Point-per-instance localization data
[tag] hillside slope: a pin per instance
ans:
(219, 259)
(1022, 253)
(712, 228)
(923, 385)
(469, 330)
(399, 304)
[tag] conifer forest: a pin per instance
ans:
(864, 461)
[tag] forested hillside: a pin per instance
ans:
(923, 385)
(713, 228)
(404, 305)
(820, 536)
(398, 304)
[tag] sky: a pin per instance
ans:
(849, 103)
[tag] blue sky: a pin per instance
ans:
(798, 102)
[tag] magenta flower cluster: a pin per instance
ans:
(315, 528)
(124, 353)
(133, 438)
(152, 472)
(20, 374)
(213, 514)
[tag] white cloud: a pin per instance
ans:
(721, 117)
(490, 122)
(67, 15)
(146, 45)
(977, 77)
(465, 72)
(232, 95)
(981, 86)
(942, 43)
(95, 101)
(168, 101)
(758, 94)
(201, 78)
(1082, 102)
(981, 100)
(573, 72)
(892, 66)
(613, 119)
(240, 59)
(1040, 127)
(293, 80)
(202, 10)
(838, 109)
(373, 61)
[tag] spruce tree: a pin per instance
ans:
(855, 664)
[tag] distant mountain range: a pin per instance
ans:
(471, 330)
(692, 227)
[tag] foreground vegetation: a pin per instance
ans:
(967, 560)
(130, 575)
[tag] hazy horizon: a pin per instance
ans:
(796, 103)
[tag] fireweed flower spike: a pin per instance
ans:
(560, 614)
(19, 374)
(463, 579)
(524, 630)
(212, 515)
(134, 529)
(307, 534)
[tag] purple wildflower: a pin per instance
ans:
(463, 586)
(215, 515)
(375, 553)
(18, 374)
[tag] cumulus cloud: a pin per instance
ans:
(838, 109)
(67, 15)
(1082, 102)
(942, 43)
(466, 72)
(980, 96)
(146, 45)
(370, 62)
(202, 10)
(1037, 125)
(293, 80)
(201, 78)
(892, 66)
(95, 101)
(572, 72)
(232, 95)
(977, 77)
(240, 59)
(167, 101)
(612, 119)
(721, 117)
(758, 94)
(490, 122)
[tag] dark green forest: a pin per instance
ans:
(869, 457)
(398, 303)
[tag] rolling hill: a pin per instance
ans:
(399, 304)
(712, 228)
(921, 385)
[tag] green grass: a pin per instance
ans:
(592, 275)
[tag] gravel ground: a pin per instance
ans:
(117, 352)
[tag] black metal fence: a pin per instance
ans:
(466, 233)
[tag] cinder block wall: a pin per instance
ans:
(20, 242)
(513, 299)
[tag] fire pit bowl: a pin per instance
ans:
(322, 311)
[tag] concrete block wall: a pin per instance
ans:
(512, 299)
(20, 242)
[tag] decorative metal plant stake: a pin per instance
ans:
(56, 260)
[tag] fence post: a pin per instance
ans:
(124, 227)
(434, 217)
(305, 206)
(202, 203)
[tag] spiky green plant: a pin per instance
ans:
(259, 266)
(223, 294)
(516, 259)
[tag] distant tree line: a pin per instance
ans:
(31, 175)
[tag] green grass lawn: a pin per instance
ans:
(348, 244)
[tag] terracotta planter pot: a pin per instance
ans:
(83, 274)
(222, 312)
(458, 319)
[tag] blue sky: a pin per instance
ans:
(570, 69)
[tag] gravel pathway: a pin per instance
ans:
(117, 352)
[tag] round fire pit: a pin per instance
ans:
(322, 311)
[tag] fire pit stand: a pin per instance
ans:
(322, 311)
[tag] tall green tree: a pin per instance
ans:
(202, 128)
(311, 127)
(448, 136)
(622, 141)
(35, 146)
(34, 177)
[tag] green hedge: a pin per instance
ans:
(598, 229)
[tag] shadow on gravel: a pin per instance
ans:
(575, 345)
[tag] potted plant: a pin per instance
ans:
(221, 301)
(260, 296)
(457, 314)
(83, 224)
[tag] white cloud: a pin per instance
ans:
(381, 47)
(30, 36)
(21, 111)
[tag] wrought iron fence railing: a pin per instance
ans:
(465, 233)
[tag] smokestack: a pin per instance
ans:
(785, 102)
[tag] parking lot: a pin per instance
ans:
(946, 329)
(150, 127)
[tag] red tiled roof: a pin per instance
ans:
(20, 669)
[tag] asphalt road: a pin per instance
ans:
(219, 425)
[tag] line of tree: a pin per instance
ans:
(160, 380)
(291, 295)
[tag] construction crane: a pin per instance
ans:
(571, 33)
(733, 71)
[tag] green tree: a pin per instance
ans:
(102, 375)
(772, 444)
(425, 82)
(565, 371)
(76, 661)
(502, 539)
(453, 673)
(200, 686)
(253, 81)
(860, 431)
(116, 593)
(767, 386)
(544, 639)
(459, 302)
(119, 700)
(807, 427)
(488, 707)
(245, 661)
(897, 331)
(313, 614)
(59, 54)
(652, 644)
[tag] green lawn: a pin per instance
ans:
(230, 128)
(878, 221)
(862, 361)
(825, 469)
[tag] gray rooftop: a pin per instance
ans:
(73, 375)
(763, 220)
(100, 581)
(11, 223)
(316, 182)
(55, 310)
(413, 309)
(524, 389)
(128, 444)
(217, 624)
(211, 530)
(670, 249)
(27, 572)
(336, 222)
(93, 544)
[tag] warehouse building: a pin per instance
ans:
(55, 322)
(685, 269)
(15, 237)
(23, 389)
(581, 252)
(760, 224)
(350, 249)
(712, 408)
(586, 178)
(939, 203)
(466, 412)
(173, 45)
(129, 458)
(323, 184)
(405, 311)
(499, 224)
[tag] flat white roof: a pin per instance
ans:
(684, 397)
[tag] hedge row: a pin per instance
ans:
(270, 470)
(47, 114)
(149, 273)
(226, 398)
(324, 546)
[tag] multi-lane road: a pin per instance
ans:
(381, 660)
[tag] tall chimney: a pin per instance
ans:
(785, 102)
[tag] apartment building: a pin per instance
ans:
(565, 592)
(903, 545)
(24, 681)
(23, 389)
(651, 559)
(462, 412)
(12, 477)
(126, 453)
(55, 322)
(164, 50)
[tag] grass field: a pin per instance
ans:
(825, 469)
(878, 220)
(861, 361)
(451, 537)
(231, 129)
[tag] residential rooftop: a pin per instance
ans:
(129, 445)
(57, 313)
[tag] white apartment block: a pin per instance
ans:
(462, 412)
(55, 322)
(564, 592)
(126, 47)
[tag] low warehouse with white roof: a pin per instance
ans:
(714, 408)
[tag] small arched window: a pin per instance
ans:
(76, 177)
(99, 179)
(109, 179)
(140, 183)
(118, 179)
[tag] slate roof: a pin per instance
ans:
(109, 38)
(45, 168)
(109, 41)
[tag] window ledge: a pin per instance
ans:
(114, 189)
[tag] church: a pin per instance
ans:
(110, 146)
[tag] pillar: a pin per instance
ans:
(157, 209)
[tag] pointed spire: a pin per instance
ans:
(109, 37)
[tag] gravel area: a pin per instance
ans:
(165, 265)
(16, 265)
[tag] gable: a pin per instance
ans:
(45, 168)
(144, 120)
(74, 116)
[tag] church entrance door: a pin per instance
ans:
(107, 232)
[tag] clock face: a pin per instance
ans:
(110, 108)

### Your task
Your task is to restate every record word for word.

### Response area
[tag] hillside slope: a pin per instance
ans:
(219, 259)
(1022, 253)
(712, 228)
(923, 385)
(469, 330)
(399, 304)
[tag] conifer forest: a pin per instance
ans:
(864, 461)
[tag] forested hillside: a pin per instance
ans:
(923, 385)
(713, 228)
(404, 305)
(820, 536)
(398, 304)
[tag] sky: a pin per instance
ans:
(849, 103)
[tag] blue sky: a pin per instance
ans:
(798, 102)
[tag] magenta flower cluster: a pin per instance
ans:
(315, 528)
(124, 353)
(133, 438)
(152, 472)
(20, 374)
(213, 514)
[tag] white cloud: a pin per instance
ans:
(721, 117)
(490, 122)
(67, 15)
(146, 45)
(977, 77)
(465, 72)
(232, 95)
(981, 86)
(942, 43)
(95, 101)
(168, 101)
(758, 94)
(201, 78)
(1082, 102)
(981, 100)
(573, 72)
(892, 66)
(613, 119)
(240, 59)
(1040, 127)
(293, 80)
(202, 10)
(838, 109)
(373, 61)
[tag] spruce tree: a pin per instance
ans:
(855, 664)
[tag] distant mountain range: a pin per instance
ans:
(471, 330)
(692, 227)
[tag] foreground vegetation: a pin per instance
ans:
(967, 560)
(130, 575)
[tag] hazy horizon: a pin per instance
ans:
(796, 103)
[tag] fireweed flower spike: a pin per instance
ans:
(560, 614)
(19, 374)
(463, 579)
(524, 630)
(212, 515)
(134, 529)
(307, 534)
[tag] purple wildflower: a pin per instance
ans:
(463, 586)
(215, 515)
(375, 553)
(18, 374)
[tag] cumulus cloud: a pin per instance
ans:
(838, 109)
(67, 15)
(1082, 102)
(942, 43)
(466, 72)
(980, 96)
(146, 45)
(370, 62)
(202, 10)
(1037, 125)
(293, 80)
(201, 78)
(892, 66)
(95, 101)
(572, 72)
(232, 95)
(977, 77)
(240, 59)
(167, 101)
(612, 119)
(721, 117)
(758, 94)
(490, 122)
[tag] dark green forest: a pin per instance
ans:
(869, 457)
(398, 303)
[tag] rolling hill: a pin per instance
ans:
(399, 304)
(712, 228)
(921, 385)
[tag] green grass: a pin per instance
ans:
(592, 275)
[tag] gravel ground: a pin per instance
ans:
(117, 352)
[tag] black metal fence: a pin per instance
ans:
(466, 233)
[tag] cinder block wall: a pin per instance
ans:
(20, 242)
(513, 299)
[tag] fire pit bowl: a pin per instance
ans:
(322, 311)
[tag] concrete block wall: a pin per instance
ans:
(512, 299)
(20, 242)
[tag] decorative metal plant stake: a pin per instance
ans:
(56, 260)
[tag] fence post: a pin per instance
ans:
(124, 227)
(434, 217)
(305, 206)
(202, 203)
[tag] spiky green plant: a pin per instance
ans:
(259, 266)
(223, 294)
(516, 259)
[tag] distant tree line: a pin per instance
ans:
(31, 175)
[tag] green grass lawn: a pin per instance
ans:
(348, 244)
[tag] terracotta planter pot: a pin per instance
ans:
(83, 274)
(222, 312)
(458, 319)
[tag] blue sky: a pin per instance
ans:
(570, 69)
[tag] gravel pathway: a pin per instance
ans:
(117, 352)
[tag] round fire pit: a pin per instance
ans:
(322, 311)
[tag] fire pit stand: a pin per instance
ans:
(322, 311)
[tag] tall green tree: a pin per instance
ans:
(202, 128)
(311, 127)
(448, 136)
(622, 141)
(35, 146)
(34, 177)
[tag] green hedge: a pin per instance
ans:
(598, 229)
[tag] shadow on gravel: a pin per instance
ans:
(575, 345)
[tag] potted plant: a pin per instance
ans:
(221, 301)
(260, 296)
(457, 314)
(83, 224)
[tag] white cloud: a pin per instance
ans:
(381, 47)
(30, 36)
(21, 111)
[tag] wrought iron fence railing: a pin per instance
ans:
(465, 233)
[tag] smokestack: a pin per instance
ans:
(785, 102)
[tag] parking lot: a pin per instance
ans:
(946, 329)
(150, 127)
[tag] red tiled roof: a pin per instance
ans:
(20, 669)
[tag] asphalt road: a pin per instance
ans:
(219, 425)
[tag] line of tree: a pin per instance
ans:
(160, 380)
(291, 295)
[tag] construction crane: a pin per instance
ans:
(571, 33)
(733, 71)
[tag] green tree: a pin per instance
ans:
(102, 375)
(772, 444)
(425, 82)
(565, 371)
(76, 661)
(502, 539)
(453, 673)
(200, 686)
(253, 81)
(860, 431)
(116, 593)
(767, 386)
(544, 639)
(459, 302)
(119, 700)
(807, 427)
(488, 707)
(245, 661)
(897, 331)
(313, 614)
(59, 54)
(652, 644)
[tag] green lawn: a pin per instance
ans:
(230, 128)
(878, 221)
(862, 361)
(825, 469)
[tag] gray rooftop: a pin per instance
ans:
(73, 375)
(763, 220)
(100, 581)
(11, 223)
(316, 182)
(55, 310)
(413, 309)
(524, 389)
(128, 444)
(217, 624)
(211, 530)
(670, 249)
(27, 572)
(336, 222)
(93, 544)
[tag] warehouse building: a pin per instance
ans:
(55, 322)
(685, 269)
(15, 237)
(23, 389)
(581, 252)
(760, 224)
(350, 249)
(712, 408)
(586, 178)
(939, 203)
(466, 412)
(173, 45)
(129, 458)
(323, 184)
(405, 311)
(499, 224)
[tag] flat white roof: a pin per instance
ans:
(684, 397)
[tag] hedge row: a pin per instance
ans:
(270, 470)
(47, 114)
(149, 273)
(226, 398)
(324, 546)
[tag] multi-lane road: a pin per instance
ans:
(381, 660)
[tag] tall chimney: a pin per instance
ans:
(785, 102)
[tag] apartment building: a pin per instance
ans:
(565, 592)
(903, 545)
(24, 681)
(23, 389)
(651, 559)
(462, 412)
(12, 477)
(126, 453)
(55, 322)
(164, 50)
[tag] grass field: a pin per instance
ans:
(825, 469)
(878, 220)
(861, 361)
(451, 537)
(231, 129)
[tag] residential rooftop: a pin per instance
ans:
(129, 445)
(57, 313)
[tag] white apartment block: a pin per instance
ans:
(462, 412)
(55, 322)
(564, 592)
(126, 47)
[tag] low warehouse with white roof: a pin per instance
ans:
(714, 408)
[tag] small arched window: a pin per instance
ans:
(76, 177)
(99, 179)
(109, 179)
(140, 183)
(118, 179)
[tag] slate roof: a pin per instance
ans:
(109, 38)
(45, 168)
(109, 41)
[tag] window ledge: a pin per instance
ans:
(114, 189)
[tag] church: a pin per instance
ans:
(110, 146)
[tag] pillar: a pin per instance
ans:
(157, 209)
[tag] pointed spire: a pin per instance
ans:
(109, 37)
[tag] gravel area: a pin per instance
ans:
(165, 265)
(16, 265)
[tag] gable: a pin per instance
ans:
(45, 168)
(144, 120)
(74, 116)
[tag] church entrance door: a pin per instance
ans:
(107, 232)
[tag] clock face: a pin per instance
ans:
(110, 108)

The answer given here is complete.